#### Fragmento seleccionado
+ + +

Intento reproducir en esta breve reseña el ejercicio que anima «El discurso vacío», es decir, escribir sin decir nada, escribir sin revisar lo escrito, traicionando las bases más elementales de la práctica. Hay un tiempo de la escritura y un tiempo de la lectura, y el tiempo de la escritura supone perfilar lo escrito, reescribir para alcanzar el significado que se pretende. La lectura va por otro lado, ya hemos oído hablar de la metáfora del campanario: el escritor sube una piedra, trabajosamente, escalón a escalón, mientras el lector la deja caer desde lo alto.
Levrero se propone una antinovela sobre la que cualquiera de sus lectores (acabo de corregir y añadir «sobre la») debería cuestionarse las razones de su publicación. ¿Cómo es posible que le hayan publicado unos ejercicios de caligrafía donde todo lo que ocurre es que intenta dibujar con precisión su letra, caída en la ilegibilidad? El ejercicio recuerda a lo que Rafael Sánchez Ferlosio contaba en la modesta autobiografía de hace unos años en «Archipiélago»: la letra manual ilegible como síntoma de la fragmentación personal. En su caso mediaban años de Ateneo, lingüística y anfetaminas.

+ + +

#### Tarea solicitada A
¿Cómo se traduce al inglés esta oración de la reseña sobre «El discurso vacío»: «Hay un tiempo de la escritura y un tiempo de la lectura, y el tiempo de la escritura supone perfilar lo escrito, reescribir para alcanzar el significado que se pretende.»?
#### Tarea solicitada B
Prolonga la reseña sobre «El discurso vacío» a partir de su última oración, en el mismo idioma y tono.
No hace falta consultar el material para resolver esto.

#### Material proporcionado
+ + +

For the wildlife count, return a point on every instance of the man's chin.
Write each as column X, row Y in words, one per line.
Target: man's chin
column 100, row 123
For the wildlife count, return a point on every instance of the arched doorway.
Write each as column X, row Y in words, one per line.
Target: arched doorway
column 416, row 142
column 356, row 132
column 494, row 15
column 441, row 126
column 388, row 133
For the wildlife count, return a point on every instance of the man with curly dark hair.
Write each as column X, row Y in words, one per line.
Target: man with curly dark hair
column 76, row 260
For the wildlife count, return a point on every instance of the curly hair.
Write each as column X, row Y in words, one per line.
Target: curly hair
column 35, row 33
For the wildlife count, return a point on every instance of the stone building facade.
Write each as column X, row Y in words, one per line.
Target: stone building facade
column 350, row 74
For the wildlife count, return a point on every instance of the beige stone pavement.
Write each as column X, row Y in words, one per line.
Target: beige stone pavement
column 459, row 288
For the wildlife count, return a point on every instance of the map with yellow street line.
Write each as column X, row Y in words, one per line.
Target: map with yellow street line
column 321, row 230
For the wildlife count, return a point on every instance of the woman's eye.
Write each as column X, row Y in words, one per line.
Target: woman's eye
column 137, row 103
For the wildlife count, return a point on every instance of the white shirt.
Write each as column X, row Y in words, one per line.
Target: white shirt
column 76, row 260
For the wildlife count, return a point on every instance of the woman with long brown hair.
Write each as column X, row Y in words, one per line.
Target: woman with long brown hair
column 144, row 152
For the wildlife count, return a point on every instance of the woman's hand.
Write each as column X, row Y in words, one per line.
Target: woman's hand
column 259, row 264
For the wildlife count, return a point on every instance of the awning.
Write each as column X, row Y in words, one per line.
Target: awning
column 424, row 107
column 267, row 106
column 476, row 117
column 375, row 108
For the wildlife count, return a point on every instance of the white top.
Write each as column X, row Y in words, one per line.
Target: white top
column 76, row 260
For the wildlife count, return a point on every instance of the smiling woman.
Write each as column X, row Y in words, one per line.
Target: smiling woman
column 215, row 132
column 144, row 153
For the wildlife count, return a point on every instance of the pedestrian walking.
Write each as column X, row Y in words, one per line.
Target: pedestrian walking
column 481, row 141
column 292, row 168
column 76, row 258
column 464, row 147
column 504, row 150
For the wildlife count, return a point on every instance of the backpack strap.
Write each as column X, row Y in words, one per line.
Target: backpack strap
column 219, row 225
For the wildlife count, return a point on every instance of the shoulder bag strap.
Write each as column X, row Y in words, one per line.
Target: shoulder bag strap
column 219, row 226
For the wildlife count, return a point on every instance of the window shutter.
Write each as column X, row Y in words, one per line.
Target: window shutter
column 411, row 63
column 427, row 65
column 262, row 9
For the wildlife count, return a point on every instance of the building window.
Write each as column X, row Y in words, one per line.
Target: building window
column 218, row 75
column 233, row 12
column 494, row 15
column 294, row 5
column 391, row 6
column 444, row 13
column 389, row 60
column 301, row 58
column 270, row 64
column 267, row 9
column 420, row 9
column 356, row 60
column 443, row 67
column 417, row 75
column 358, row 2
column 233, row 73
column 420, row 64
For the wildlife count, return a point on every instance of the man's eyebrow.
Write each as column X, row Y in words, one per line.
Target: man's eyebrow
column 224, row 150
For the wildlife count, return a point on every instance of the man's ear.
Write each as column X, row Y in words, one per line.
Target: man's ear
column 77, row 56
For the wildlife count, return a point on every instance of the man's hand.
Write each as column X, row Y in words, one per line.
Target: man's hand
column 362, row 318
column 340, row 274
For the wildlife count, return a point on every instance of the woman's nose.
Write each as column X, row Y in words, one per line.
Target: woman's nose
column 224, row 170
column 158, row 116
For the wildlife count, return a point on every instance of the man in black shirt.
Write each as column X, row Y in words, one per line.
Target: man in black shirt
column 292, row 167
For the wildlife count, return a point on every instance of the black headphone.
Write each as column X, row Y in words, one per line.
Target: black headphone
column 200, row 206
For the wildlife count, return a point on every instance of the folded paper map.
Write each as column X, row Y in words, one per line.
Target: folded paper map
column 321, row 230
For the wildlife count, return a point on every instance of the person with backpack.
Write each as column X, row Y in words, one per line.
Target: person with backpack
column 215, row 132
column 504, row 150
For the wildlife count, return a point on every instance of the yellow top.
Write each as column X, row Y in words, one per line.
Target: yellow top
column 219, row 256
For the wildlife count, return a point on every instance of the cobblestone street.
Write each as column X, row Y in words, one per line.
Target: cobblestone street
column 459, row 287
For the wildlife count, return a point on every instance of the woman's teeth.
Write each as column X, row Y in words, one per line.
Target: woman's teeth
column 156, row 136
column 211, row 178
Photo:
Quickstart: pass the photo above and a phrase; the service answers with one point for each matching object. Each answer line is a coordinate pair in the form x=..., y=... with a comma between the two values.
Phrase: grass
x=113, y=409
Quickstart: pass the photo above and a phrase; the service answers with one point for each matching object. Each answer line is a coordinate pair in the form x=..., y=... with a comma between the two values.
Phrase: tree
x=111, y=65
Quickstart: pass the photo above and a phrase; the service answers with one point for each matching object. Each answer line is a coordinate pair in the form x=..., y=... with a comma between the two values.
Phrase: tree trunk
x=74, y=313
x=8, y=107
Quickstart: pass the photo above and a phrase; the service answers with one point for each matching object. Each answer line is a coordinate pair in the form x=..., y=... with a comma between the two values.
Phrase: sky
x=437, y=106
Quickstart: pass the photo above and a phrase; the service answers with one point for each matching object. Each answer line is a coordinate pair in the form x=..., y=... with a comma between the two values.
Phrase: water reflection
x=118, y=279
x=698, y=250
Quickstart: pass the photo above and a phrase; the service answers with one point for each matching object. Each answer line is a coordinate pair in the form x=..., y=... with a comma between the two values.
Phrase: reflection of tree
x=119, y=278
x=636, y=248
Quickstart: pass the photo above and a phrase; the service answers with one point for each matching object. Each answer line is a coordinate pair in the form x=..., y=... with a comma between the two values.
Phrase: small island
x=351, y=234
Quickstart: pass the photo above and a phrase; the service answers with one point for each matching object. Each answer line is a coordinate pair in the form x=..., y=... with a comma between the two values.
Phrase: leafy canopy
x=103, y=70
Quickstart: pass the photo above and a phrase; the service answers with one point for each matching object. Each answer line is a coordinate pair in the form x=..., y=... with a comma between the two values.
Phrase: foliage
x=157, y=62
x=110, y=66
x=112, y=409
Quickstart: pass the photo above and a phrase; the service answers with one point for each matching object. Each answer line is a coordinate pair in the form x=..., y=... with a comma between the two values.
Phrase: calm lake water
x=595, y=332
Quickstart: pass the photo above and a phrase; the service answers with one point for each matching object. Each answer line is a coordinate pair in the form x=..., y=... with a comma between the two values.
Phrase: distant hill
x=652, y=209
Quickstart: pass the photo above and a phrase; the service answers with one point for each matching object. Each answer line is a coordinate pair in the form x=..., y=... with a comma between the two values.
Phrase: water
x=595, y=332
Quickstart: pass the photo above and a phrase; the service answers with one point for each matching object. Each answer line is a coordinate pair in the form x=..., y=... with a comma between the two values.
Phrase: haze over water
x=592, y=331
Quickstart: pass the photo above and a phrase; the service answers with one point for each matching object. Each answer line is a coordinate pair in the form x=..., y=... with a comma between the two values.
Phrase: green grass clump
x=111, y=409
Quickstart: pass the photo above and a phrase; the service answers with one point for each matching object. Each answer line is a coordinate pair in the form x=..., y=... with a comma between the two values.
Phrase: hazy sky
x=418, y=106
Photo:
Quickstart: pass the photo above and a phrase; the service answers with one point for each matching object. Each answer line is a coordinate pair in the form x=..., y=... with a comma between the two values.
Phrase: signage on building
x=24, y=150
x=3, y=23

+ + +

#### Respuesta escrita A
There is a time for writing and a time for reading, and the time for writing involves refining what has been written, rewriting to reach the intended meaning.

#### Respuesta escrita B
Llegamos así al ying y al yang de la escritura. La escritura es narración, cabeza, intelecto, lectura, o es trazo, trabajo, cuerpo. En el caso de Levrero también es laberinto o Castillo (hablamos de Kafka) que en las particularidades de su caligrafía muestra los recovecos (he cambiado «esconde» por «muestra») en que se pierden las energías de nuestro Mario. En la extraordinaria «La novela luminosa», escrita unos años después, descubriremos con mayor detalle las particularidades de su vida personal, esas obsesiones por los juegos de ordenador, lo de dormir de día y vivir de noche, la fobia por salir a la calle, la empedernida soltería que aquí sólo se esboza.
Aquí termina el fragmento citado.